» Records for this task
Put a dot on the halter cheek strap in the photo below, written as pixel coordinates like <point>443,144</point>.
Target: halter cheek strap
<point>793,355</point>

==

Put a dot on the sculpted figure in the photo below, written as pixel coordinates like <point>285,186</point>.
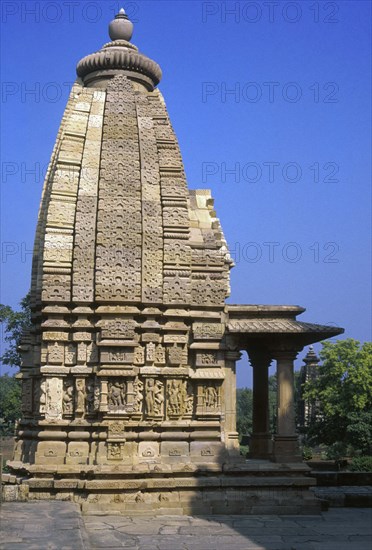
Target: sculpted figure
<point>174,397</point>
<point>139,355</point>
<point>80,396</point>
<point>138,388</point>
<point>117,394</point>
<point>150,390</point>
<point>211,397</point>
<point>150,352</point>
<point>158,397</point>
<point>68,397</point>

* * *

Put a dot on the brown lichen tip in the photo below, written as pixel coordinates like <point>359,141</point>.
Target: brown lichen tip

» About this exercise
Reproducing the whole listing above is not the task. Copy exactly only the lines from the one with "Put a dot on the brown" to the one with "Target: brown lichen tip", both kept.

» Answer for the task
Put a dot on the brown lichen tip in the photo below, written as pixel coordinates like <point>359,141</point>.
Target: brown lichen tip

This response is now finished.